→ **情報の活用**:
1. 薬局立ち上げに関する文章にある「病院のほうが安心できるという患者さんもいらっしゃいますが、やはり『自宅に帰りたい』とおっしゃる方は大勢います。」を英語に訳せ。
2. 薬局立ち上げに関する文章によると、二十軒栄亮さんが病院薬剤師という道を選んだ背景には誰の勧めがあったか。
3. 薬局立ち上げに関する文章を、最後の文の後から書き進めてください。

重要なのは「予測」と「準備」

病院薬剤師として活動をスタート

看護師だった母の勧めもあり、病院薬剤師という道を選んだ二十軒栄亮さん。病院では、患者の服薬指導や持参薬の管理など、病棟業務を行う一方、救急医療やクリニカルパス管理、化学療法、緩和ケアなどさまざまなチーム医療に携わってきたといいます。

「化学療法に関する業務を多く行っていたことから、自然と緩和ケアに携わるようになり、さまざまな薬学的アプローチを行ってきました。緩和ケアの対象者はがんの患者さんのみならず、さまざまな疾患の終末期、特に症状の強い方の対応が多かったと思います。病院のほうが安心できるという患者さんもいらっしゃいますが、やはり『自宅に帰りたい』とおっしゃる方は大勢います。ただ、その当時は在宅で使用できる麻薬も限られており、また『麻薬を使用する』ということに医療者自身が慣れていないことも多く、何より在宅緩和医療に対応できる薬局がありませんでした。こうした現実に課題意識を感じており、地域の医療関係者の方々とさまざまな角度から話し合いや情報共有を行ってきましたが、状況は大きくは変わりませんでした。そこで、知人の勧めもあり『それなら自分でやってみよう』と思ったのが、薬局立ち上げの大きなきっかけです」と話す二十軒さん。

写真に基づく指示表現データ
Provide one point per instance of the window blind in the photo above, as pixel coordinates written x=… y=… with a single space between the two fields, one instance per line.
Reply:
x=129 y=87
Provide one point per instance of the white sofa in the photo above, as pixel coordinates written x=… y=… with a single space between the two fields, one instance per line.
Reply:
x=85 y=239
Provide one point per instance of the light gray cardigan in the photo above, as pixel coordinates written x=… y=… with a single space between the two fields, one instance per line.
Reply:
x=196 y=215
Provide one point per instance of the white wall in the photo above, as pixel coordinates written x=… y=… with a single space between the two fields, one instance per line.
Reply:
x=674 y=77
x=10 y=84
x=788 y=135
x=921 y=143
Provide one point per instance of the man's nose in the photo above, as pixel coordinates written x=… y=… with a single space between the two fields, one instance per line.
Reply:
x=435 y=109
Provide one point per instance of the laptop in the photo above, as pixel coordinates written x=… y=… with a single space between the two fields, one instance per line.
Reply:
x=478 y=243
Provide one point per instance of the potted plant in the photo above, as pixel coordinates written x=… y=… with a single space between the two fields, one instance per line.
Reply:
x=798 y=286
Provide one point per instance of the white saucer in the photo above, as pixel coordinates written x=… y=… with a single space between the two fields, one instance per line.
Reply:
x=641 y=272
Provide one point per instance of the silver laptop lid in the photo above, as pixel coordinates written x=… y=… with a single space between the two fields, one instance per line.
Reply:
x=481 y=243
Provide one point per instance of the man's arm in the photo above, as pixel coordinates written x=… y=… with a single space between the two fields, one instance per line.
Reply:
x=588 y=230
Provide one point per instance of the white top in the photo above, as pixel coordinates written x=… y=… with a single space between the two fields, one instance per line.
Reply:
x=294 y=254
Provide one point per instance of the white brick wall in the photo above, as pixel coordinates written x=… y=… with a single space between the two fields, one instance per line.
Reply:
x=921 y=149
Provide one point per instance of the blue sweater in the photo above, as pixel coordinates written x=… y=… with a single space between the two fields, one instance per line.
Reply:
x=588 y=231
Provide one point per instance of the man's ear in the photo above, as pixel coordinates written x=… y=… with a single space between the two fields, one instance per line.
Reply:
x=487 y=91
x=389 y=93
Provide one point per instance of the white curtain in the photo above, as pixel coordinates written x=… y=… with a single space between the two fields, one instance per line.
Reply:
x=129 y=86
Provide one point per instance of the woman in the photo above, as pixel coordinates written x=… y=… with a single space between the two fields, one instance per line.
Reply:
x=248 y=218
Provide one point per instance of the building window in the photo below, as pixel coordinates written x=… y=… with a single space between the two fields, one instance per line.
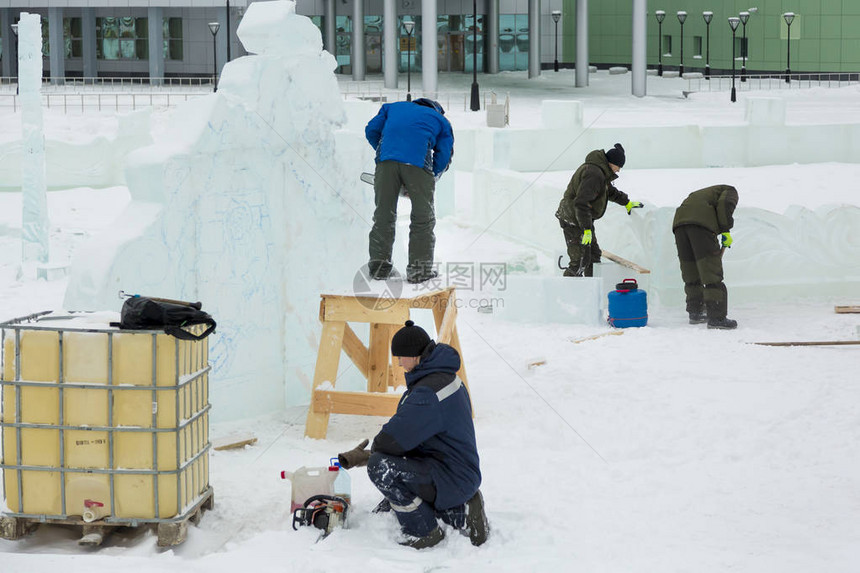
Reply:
x=122 y=39
x=73 y=37
x=173 y=39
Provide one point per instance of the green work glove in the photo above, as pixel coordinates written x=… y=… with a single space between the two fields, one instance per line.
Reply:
x=633 y=205
x=586 y=237
x=354 y=458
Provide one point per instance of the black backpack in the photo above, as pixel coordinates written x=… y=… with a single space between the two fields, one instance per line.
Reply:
x=145 y=313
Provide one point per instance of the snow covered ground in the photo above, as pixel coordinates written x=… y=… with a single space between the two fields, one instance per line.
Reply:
x=665 y=448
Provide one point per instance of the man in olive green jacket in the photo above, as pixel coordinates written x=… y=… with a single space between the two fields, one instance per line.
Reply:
x=584 y=201
x=702 y=216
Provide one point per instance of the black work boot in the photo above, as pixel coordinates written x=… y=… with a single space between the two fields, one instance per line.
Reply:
x=722 y=323
x=477 y=527
x=698 y=317
x=420 y=272
x=379 y=270
x=429 y=540
x=383 y=506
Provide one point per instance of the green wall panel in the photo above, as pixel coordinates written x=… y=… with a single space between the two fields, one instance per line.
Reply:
x=825 y=34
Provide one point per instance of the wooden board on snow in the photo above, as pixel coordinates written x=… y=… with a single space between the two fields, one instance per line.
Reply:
x=852 y=309
x=234 y=441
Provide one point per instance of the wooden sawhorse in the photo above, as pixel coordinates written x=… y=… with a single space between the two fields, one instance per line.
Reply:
x=374 y=361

→ **結果一覧**:
1. Some patients feel more at ease in the hospital, but many still say, "I want to go home."

2. 看護師だった母の勧め。

3.
2019年に大和郡山市でさなえ薬局を開局。その後、在宅医療のニーズ増加に伴い、天理市に2店舗目を開局しました。
二十軒さんは、自身が病院薬剤師として活動していたエリアとは全く異なる場所で開局したため、文字通りゼロからのスタートだったそうです。

「頼れる人もいなかったので、とにかく地道に営業し続けました。知り合った医師にまた別の医師を紹介いただくなどひたすら営業活動と信頼獲得のための実績づくりを行う毎日で、それは本当に大変でした」と話します。その活動が功を奏し、現在では約80名の患者さんに対し、月に250件ほどの訪問を実施しているそうです。
意識しているのは「単なる薬の配達屋にならないこと」で、患者としっかりとしたコミュニケーションを取り、普段と違うところがないか注意深く観察することを重視しているといいます。
「病院では、カルテを見れば患者さんの情報が分かりますが、在宅医療ではそれは容易ではありません。そのため、自ら動き、積極的に患者さんの情報を取りにいく姿勢がとても重要になります。そうしていれば、今後起こりうる状況変化の『予測』ができ『準備』ができます。常日頃から十分なモニタリングを行っていれば、さまざまな変化にもしっかりと対応できると考えています」と二十軒先生は話してくれました。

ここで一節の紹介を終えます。